■ **YOUR TASK**
Using the advisory agreement below, tell whether each statement agrees with it, answering yes or no and quoting the words that decide it: (a) The Adviser is organized under the laws of New Jersey. (b) The Trust covers the cost of the Adviser's duties. (c) The Adviser may hire others to supply the office facilities and personnel.

EXHIBIT 99(d)1
INVESTMENT ADVISORY AGREEMENT
AGREEMENT made as of this 1st day of May, 2002 between Xxxxxxx
Capital Management & Co. LLC, a corporation organized under the laws of the
State of New Jersey(the "Adviser"), and Sector Funds Trust, a business trust
organized under the laws of the State of Delaware (the "Trust").
WHEREAS, the Adviser is principally engaged in the business of
rendering investment management services and is registered as an investment
adviser under the Investment Advisers Act of 1940 (the "Advisers Act"); and
WHEREAS, the Trust proposes to engage in the business of an
investment company and is registered as such under the Investment Company Act of
1940 (the "1940 Act"); and
WHEREAS, the Trust is authorized to issue shares of beneficial
interest in separate series with each such series representing interests in a
separate portfolio of securities and other assets; and
WHEREAS, the Trust intends initially to offer shares representing
interests in each of the separate series listed on Schedule A attached hereto
(each, an "Initial Fund" and collectively, the "Initial Funds"); and
WHEREAS, the Trust desires to appoint the Adviser to serve as the
investment adviser with respect to each of the Initial Funds; and
WHEREAS, the Trust may, from time to time, offer shares representing
interests in one or more additional series (each, an "Additional Fund" and
collectively, the "Additional Funds"); and
WHEREAS, the Trust may desire to appoint the Adviser as the
investment adviser with respect to one or more of the "Additional Funds" (each
such Additional Fund and Initial Fund being referred to herein individually as a
"Fund" and collectively as the "Funds");
NOW THEREFORE, the parties hereto hereby agree as follows:
1. APPOINTMENT OF ADVISER
The Trust hereby appoints the Adviser to act as investment adviser
for the Initial Funds for the period and on terms set forth herein. The Adviser
accepts such appointment and agrees to render such services for the compensation
set forth herein. In the event that the Trust desires to retain the Adviser to
render investment advisory services hereunder with respect to an Additional
Fund, and the Adviser is willing to render such services, Schedule A shall be
amended in accordance with Section 8, paragraph b herein, whereupon such
Additional Fund shall become a Fund hereunder.
2. DUTIES OF THE ADVISER
The Adviser, at its own expense shall: (i) furnish continuously an
investment program for each Fund; (ii) manage the investment and reinvestment of
Fund assets; (iii) determine what investments shall be purchased, held, sold or
exchanged for each Fund and what portion, if any, of the assets of each Fund
shall be held uninvested; (iv) make changes on behalf of the Trust in the
investments for each Fund; (v) provide the Trust with records concerning the
Adviser's activities that the Trust is required to maintain; and (vi) render
reports to the Trust's officers and Board of Trustees concerning the Adviser's
discharge of the foregoing responsibilities. In addition, the Adviser will
arrange for other necessary services, including custodial, transfer agency and
administration. The Adviser shall furnish to the Trust all office facilities,
equipment, services and executive and administrative personnel necessary for
managing the investment program of the Trust for each Fund. The Adviser may at
its expense employ others to provide all or any part of such facilities and
personnel.

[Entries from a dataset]
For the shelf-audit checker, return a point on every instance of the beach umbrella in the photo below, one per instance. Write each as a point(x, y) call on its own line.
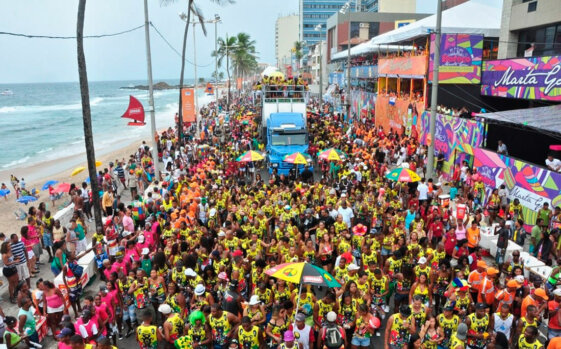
point(296, 159)
point(48, 184)
point(63, 188)
point(331, 154)
point(250, 156)
point(77, 170)
point(401, 174)
point(26, 199)
point(303, 273)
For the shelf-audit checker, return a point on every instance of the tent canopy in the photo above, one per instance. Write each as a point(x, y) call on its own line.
point(473, 17)
point(544, 119)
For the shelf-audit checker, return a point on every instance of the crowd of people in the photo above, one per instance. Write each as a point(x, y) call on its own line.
point(184, 262)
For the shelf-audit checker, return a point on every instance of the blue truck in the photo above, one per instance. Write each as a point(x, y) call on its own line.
point(287, 133)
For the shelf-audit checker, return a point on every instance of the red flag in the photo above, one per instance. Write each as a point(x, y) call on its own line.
point(135, 111)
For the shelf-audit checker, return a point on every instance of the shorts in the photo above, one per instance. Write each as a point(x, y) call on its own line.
point(361, 341)
point(23, 271)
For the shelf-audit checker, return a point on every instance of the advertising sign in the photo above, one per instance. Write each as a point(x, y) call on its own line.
point(406, 67)
point(536, 78)
point(188, 104)
point(460, 58)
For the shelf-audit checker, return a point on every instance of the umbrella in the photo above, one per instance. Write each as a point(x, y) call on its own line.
point(303, 273)
point(403, 175)
point(63, 188)
point(77, 170)
point(331, 154)
point(48, 184)
point(296, 158)
point(250, 156)
point(26, 199)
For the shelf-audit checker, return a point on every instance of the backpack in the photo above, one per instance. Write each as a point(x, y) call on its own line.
point(333, 337)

■ **SOLUTION TO THE PROBLEM**
(a) Yes: "a corporation organized under the laws of the State of New Jersey"
(b) No: "The Adviser, at its own expense shall"
(c) Yes: "The Adviser may at its expense employ others to provide all or any part of such facilities and personnel."